• _What is expected_
Extend the forum thread below about kitchen items you can never have too many of, picking up from the point where it stops.

• _Source_

..........

# You can never have too many ________?



## kuan (Jun 11, 2001)

Me first. Mixing bowls! 

Kuan


----------



## cape chef (Jul 31, 2000)

UT staff to wash your mixing bowls  

But really, pairing knives.


----------



## mezzaluna (Aug 29, 2000)

:lol: Cape Chef!! 

For me it's tongs and silicone scrapers.


----------



## ctopham (Apr 13, 2004)

Storage containers (with lids)
Mixing Spoons
Serving Platters (of various sizes)

"Researchers have discovered that chocolate produces some of the same reactions in the brain as marijuana. The researchers also discovered other similarities between the two but can't remember what they are."
:bounce:


----------



## suzanne (May 26, 2001)

..........

• _Listing_
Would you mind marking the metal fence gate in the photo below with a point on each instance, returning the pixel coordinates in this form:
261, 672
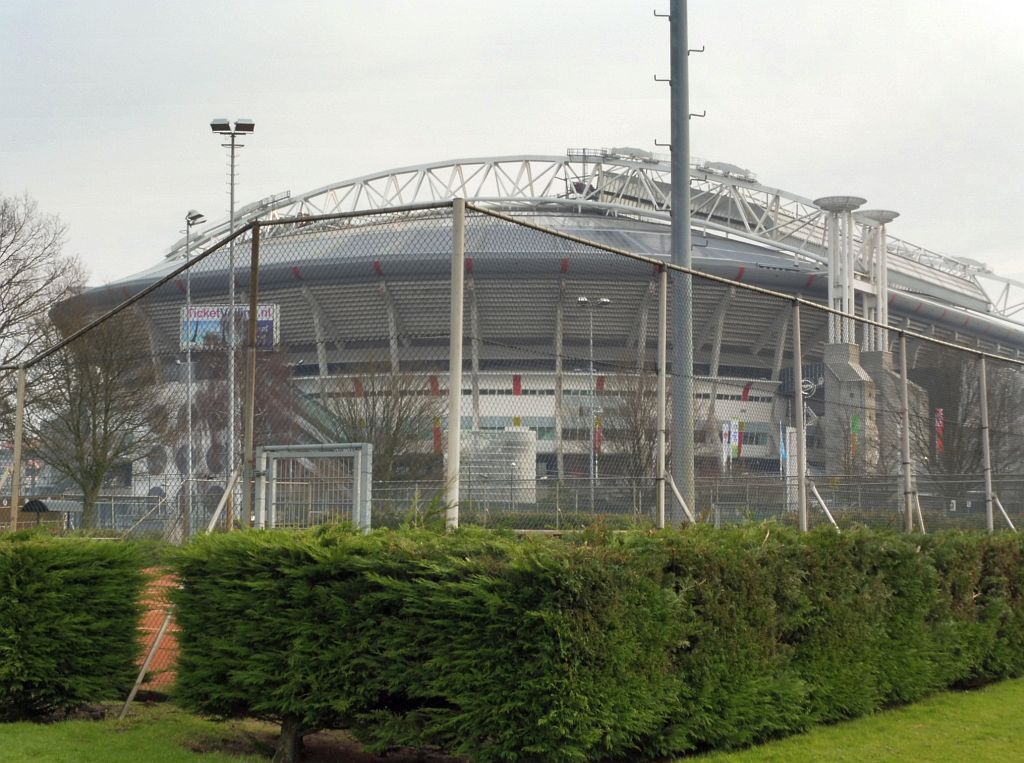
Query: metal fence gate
304, 485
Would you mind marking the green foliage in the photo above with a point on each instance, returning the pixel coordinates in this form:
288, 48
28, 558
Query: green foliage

..........

• _Answer to this task_
In addition to all of the above:
Sieves and strainers
Slotted spoons
Pastry brushes (only because they get lost in the drawer) :blush:


----------



## phoebe (Jul 3, 2002)

metal measuring spoons: David keeps dropping them down the garbage disposal  
wooden spoons and spatulas


----------



## phatch (Mar 29, 2002)

silicone scrapers and wood/plastic turners with a good edge, not blunt or rounded


----------



## dano1 (Oct 23, 2003)

dry side towels....
danny


----------



## mudbug (Dec 30, 1999)

*Black Peppercorns!*


----------



## kuan (Jun 11, 2001)

Whisks!


----------



## chefboy2160 (Oct 13, 2001)

Good Cooks :chef:


----------



## wett-chef (Mar 9, 2004)

TONGS!!!!!!!!!!!!!!!!!
The constant tong famine,LOL!


----------



## artameates (Mar 10, 2004)

fry pans. cooler space. parking. cannabis.


----------



## kuan (Jun 11, 2001)

Cutting boards. Clean ones!


----------



## kylew (Aug 14, 2000)

You can never have too much...

Parchment Paper!


----------



## mikelm (Dec 23, 2000)

CLAMPS!

Oops, sorry; that's a woodworking response.

Mike


----------



## jock (Dec 4, 2001)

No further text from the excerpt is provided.